• **The input**

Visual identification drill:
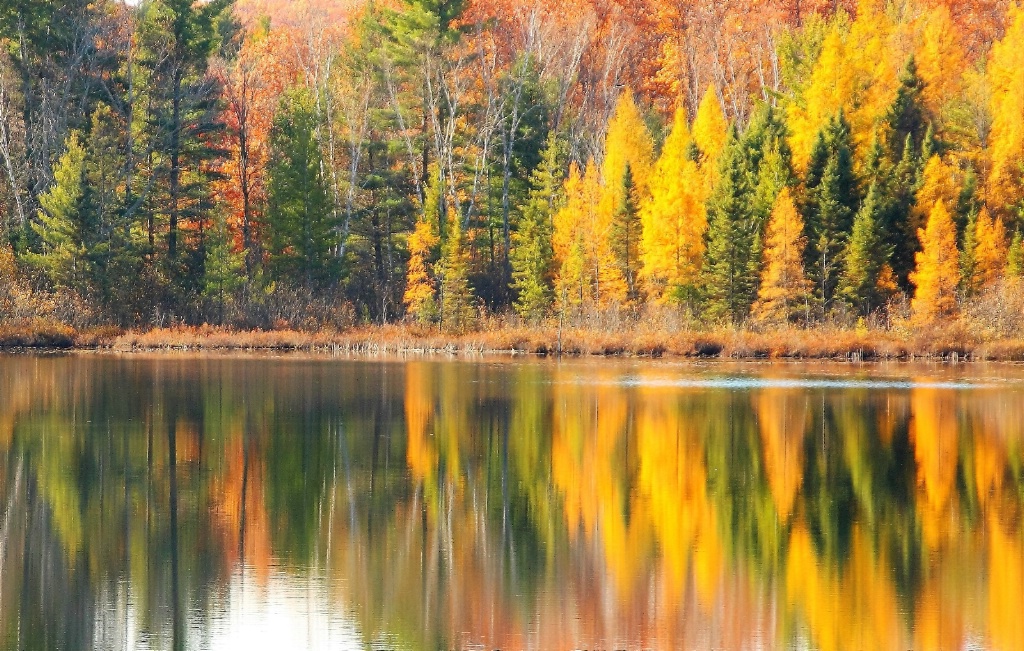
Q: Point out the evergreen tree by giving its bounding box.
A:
[26,131,85,289]
[705,130,759,323]
[839,181,892,315]
[511,134,562,322]
[267,89,338,289]
[806,112,857,313]
[910,202,961,322]
[974,209,1008,290]
[753,188,811,323]
[884,55,931,161]
[640,107,708,302]
[610,165,641,304]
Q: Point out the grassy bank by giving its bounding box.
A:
[6,322,1024,361]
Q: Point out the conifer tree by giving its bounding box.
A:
[511,134,561,322]
[985,3,1024,211]
[839,182,892,314]
[884,55,929,161]
[26,131,85,289]
[610,165,641,303]
[806,112,857,313]
[959,212,981,296]
[267,89,337,289]
[640,107,708,302]
[203,218,245,324]
[753,188,811,323]
[601,90,654,213]
[910,202,961,322]
[693,84,729,183]
[705,130,759,323]
[974,209,1007,290]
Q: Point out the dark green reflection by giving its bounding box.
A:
[0,356,1024,649]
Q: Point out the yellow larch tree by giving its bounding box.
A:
[910,201,961,322]
[693,85,729,184]
[986,4,1024,211]
[752,187,811,323]
[552,161,602,309]
[974,209,1008,289]
[914,3,967,116]
[587,90,654,306]
[640,107,708,302]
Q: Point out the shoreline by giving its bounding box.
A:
[0,324,1024,362]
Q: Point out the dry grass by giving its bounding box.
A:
[0,311,1024,360]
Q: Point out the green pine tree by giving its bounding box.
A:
[26,131,86,289]
[511,134,562,323]
[267,89,338,289]
[838,183,892,315]
[611,163,641,304]
[703,130,760,323]
[806,112,857,314]
[203,218,246,324]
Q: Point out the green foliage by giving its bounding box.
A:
[510,134,562,323]
[203,219,246,323]
[805,112,857,313]
[26,132,85,289]
[267,89,338,289]
[703,130,760,323]
[839,182,892,314]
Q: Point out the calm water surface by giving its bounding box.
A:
[0,355,1024,650]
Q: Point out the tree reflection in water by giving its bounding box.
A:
[0,356,1024,650]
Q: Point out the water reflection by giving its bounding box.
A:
[0,356,1024,650]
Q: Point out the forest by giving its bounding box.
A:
[0,0,1024,339]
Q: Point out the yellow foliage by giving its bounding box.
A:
[640,104,708,302]
[402,217,438,320]
[914,3,967,116]
[753,187,811,322]
[601,90,654,205]
[974,209,1008,288]
[787,7,905,171]
[910,201,961,322]
[910,155,961,232]
[986,5,1024,210]
[693,85,729,180]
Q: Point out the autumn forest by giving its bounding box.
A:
[0,0,1024,338]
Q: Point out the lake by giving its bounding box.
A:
[0,354,1024,651]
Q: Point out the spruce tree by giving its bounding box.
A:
[610,164,642,304]
[703,130,758,323]
[267,89,337,289]
[203,218,245,324]
[511,134,562,323]
[26,131,85,289]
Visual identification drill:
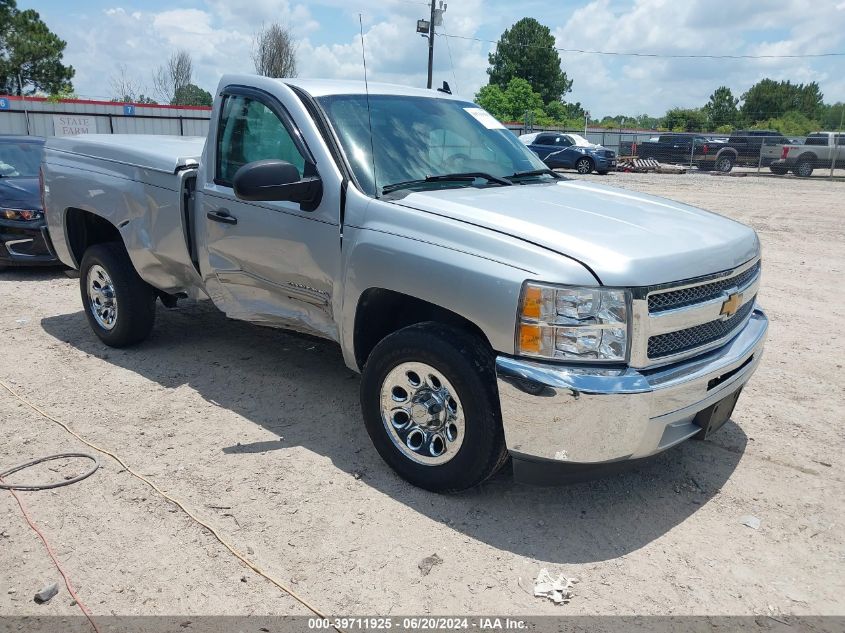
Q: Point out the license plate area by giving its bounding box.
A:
[692,387,742,440]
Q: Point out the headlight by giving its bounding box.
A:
[0,209,42,221]
[516,282,630,362]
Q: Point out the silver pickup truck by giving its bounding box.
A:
[761,132,845,178]
[42,75,768,491]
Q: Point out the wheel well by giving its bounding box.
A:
[65,208,123,265]
[353,288,490,369]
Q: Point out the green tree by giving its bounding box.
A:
[822,101,845,130]
[752,110,822,136]
[487,18,572,103]
[742,79,824,123]
[475,84,509,120]
[170,84,214,107]
[505,77,545,121]
[0,0,74,96]
[704,86,739,130]
[662,108,707,132]
[475,77,548,124]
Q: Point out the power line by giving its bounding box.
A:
[436,33,845,59]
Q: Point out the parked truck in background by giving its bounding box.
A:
[42,75,768,491]
[725,130,789,167]
[763,132,845,178]
[637,133,738,173]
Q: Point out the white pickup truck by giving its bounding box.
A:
[42,75,768,491]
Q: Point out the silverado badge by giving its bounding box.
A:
[719,292,742,318]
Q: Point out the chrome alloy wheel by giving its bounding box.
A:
[87,264,117,330]
[381,363,465,466]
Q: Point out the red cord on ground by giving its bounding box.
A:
[0,478,100,633]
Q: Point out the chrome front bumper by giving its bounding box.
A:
[496,305,769,464]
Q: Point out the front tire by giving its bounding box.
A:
[575,157,593,175]
[361,322,508,492]
[79,242,156,347]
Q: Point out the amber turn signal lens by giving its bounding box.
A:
[519,323,540,354]
[522,286,543,321]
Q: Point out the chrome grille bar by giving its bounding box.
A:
[630,258,761,368]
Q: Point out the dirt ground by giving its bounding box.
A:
[0,174,845,615]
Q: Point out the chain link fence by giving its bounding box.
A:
[508,124,845,178]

• **Challenge**
Render all of the material above as a Markdown table with a Row column for the row number and a Line column for the line, skipping blank lines and leaving out the pictures.

• **Exercise result**
| Row | Line |
|---|---|
| 1 | Visual identification drill: |
| 2 | Q: Point out the evergreen tree by giving its bounding box. |
| 3 | A: |
| 4 | [26,131,85,289] |
| 5 | [705,130,759,323] |
| 6 | [839,181,892,315] |
| 7 | [511,134,562,322] |
| 8 | [267,89,338,289] |
| 9 | [806,112,857,313] |
| 10 | [910,202,961,322] |
| 11 | [974,209,1008,290] |
| 12 | [753,188,811,323] |
| 13 | [884,55,931,161] |
| 14 | [640,107,708,302] |
| 15 | [610,165,641,304] |
| 16 | Q: Point out the grassy bank by giving its bounding box. |
| 17 | A: |
| 18 | [6,322,1024,361] |
| 19 | Q: Point out the conifer tree by giving its bounding box. |
| 20 | A: |
| 21 | [511,134,561,322] |
| 22 | [985,3,1024,211] |
| 23 | [839,182,892,314] |
| 24 | [884,55,929,161] |
| 25 | [26,131,85,289] |
| 26 | [610,165,641,303] |
| 27 | [806,112,857,313] |
| 28 | [959,212,981,296] |
| 29 | [267,89,337,289] |
| 30 | [640,107,708,302] |
| 31 | [203,218,245,324] |
| 32 | [753,188,811,323] |
| 33 | [601,90,654,213] |
| 34 | [910,202,961,322] |
| 35 | [693,84,729,183] |
| 36 | [705,130,759,323] |
| 37 | [974,209,1007,290] |
| 38 | Q: Point out the dark green reflection by giving its bounding box. |
| 39 | A: |
| 40 | [0,356,1024,649] |
| 41 | Q: Point out the yellow larch tree by giving its bounding box. |
| 42 | A: |
| 43 | [910,201,961,322] |
| 44 | [693,85,729,184] |
| 45 | [986,4,1024,211] |
| 46 | [752,187,811,323] |
| 47 | [552,161,602,309] |
| 48 | [974,209,1008,289] |
| 49 | [914,3,967,116] |
| 50 | [587,90,654,306] |
| 51 | [640,107,708,302] |
| 52 | Q: Point out the shoreline by giving its bounding box. |
| 53 | A: |
| 54 | [0,324,1024,362] |
| 55 | Q: Point out the dry grass by giving its bounding box. |
| 56 | A: |
| 57 | [0,311,1024,360] |
| 58 | Q: Point out the green pine tree by giving its bounding box. |
| 59 | A: |
| 60 | [26,131,86,289] |
| 61 | [511,134,562,323] |
| 62 | [267,89,338,289] |
| 63 | [838,183,892,315] |
| 64 | [611,163,641,304] |
| 65 | [703,130,760,323] |
| 66 | [806,112,857,314] |
| 67 | [203,218,246,324] |
| 68 | Q: Point out the green foliage by giving its bounding box. |
| 69 | A: |
| 70 | [510,134,562,323] |
| 71 | [203,219,246,323] |
| 72 | [805,112,857,313] |
| 73 | [26,132,85,289] |
| 74 | [267,89,338,289] |
| 75 | [703,130,760,323] |
| 76 | [839,182,892,314] |
| 77 | Q: Point out the calm water surface by giving its bounding box. |
| 78 | A: |
| 79 | [0,355,1024,650] |
| 80 | Q: Point out the tree reflection in water by giving its bounding box. |
| 81 | A: |
| 82 | [0,356,1024,650] |
| 83 | Q: Point out the water reflection by giving its bounding box. |
| 84 | A: |
| 85 | [0,356,1024,650] |
| 86 | Q: Point out the forest by giving its bounding box. |
| 87 | A: |
| 88 | [0,0,1024,339] |
| 89 | Q: Point out the yellow foliage by giving its bounding box. |
| 90 | A: |
| 91 | [640,104,708,302] |
| 92 | [402,217,438,320] |
| 93 | [914,3,967,116] |
| 94 | [753,187,811,322] |
| 95 | [601,90,654,205] |
| 96 | [974,209,1008,288] |
| 97 | [787,7,905,171] |
| 98 | [910,201,961,322] |
| 99 | [910,155,961,232] |
| 100 | [986,5,1024,210] |
| 101 | [693,85,729,180] |
| 102 | Q: Point out the autumn forest by giving its bounding box. |
| 103 | A: |
| 104 | [0,0,1024,338] |
| 105 | Q: Point out the lake by giving its bounding box. |
| 106 | A: |
| 107 | [0,354,1024,651] |
| 108 | Q: Point out the spruce tree by giving its bounding box. |
| 109 | A: |
| 110 | [610,164,642,304] |
| 111 | [703,130,758,323] |
| 112 | [267,89,337,289] |
| 113 | [203,218,245,324] |
| 114 | [511,134,562,323] |
| 115 | [26,131,85,289] |
| 116 | Visual identification drill: |
| 117 | Q: Point out the license plate area by giving its bounding box. |
| 118 | A: |
| 119 | [692,387,742,440] |
| 120 | Q: Point out the headlight by giving its bounding box. |
| 121 | A: |
| 122 | [0,209,42,221] |
| 123 | [516,282,630,362] |
| 124 | Q: Point out the silver pickup truck by giving its bounding box. |
| 125 | A: |
| 126 | [761,132,845,178] |
| 127 | [42,75,768,491] |
| 128 | Q: Point out the wheel well by giving its bounding box. |
| 129 | A: |
| 130 | [65,208,123,265] |
| 131 | [353,288,490,369] |
| 132 | Q: Point out the green tree by giving its bounding box. |
| 133 | A: |
| 134 | [822,101,845,130] |
| 135 | [752,110,822,136] |
| 136 | [487,18,572,103] |
| 137 | [742,79,824,123] |
| 138 | [475,84,509,120] |
| 139 | [170,84,214,107] |
| 140 | [505,77,545,121] |
| 141 | [0,0,74,96] |
| 142 | [704,86,739,130] |
| 143 | [662,108,707,132] |
| 144 | [475,77,548,124] |
| 145 | Q: Point out the power line by giving its bounding box. |
| 146 | A: |
| 147 | [436,33,845,59] |
| 148 | Q: Point out the parked truck in background by giving its bounding box. |
| 149 | A: |
| 150 | [42,75,768,491] |
| 151 | [725,130,789,167] |
| 152 | [763,132,845,178] |
| 153 | [637,133,738,173] |
| 154 | Q: Point out the white pickup truck by giving its bounding box. |
| 155 | A: |
| 156 | [42,75,768,491] |
| 157 | Q: Point out the silverado badge by giving its bounding box. |
| 158 | A: |
| 159 | [719,292,742,318] |
| 160 | Q: Point out the chrome alloy wheel by giving its bounding box. |
| 161 | A: |
| 162 | [87,264,117,330] |
| 163 | [381,363,465,466] |
| 164 | Q: Point out the red cord on ground by giving its bounding box. |
| 165 | A: |
| 166 | [0,478,100,633] |
| 167 | Q: Point out the chrome front bumper by giving its bounding box. |
| 168 | A: |
| 169 | [496,305,769,464] |
| 170 | Q: Point out the front tire by giving its bounding box. |
| 171 | A: |
| 172 | [575,157,593,175] |
| 173 | [361,322,508,492] |
| 174 | [79,242,156,347] |
| 175 | Q: Point out the amber turn signal lens by giving its bounding box. |
| 176 | A: |
| 177 | [519,323,540,354] |
| 178 | [522,286,543,321] |
| 179 | Q: Point out the chrome grille bar by giving its bounding box. |
| 180 | A: |
| 181 | [630,258,761,368] |
| 182 | Q: Point out the dirt ground by giving its bounding box. |
| 183 | A: |
| 184 | [0,174,845,615] |
| 185 | Q: Point out the chain link fence by giving its bounding box. |
| 186 | A: |
| 187 | [508,124,845,178] |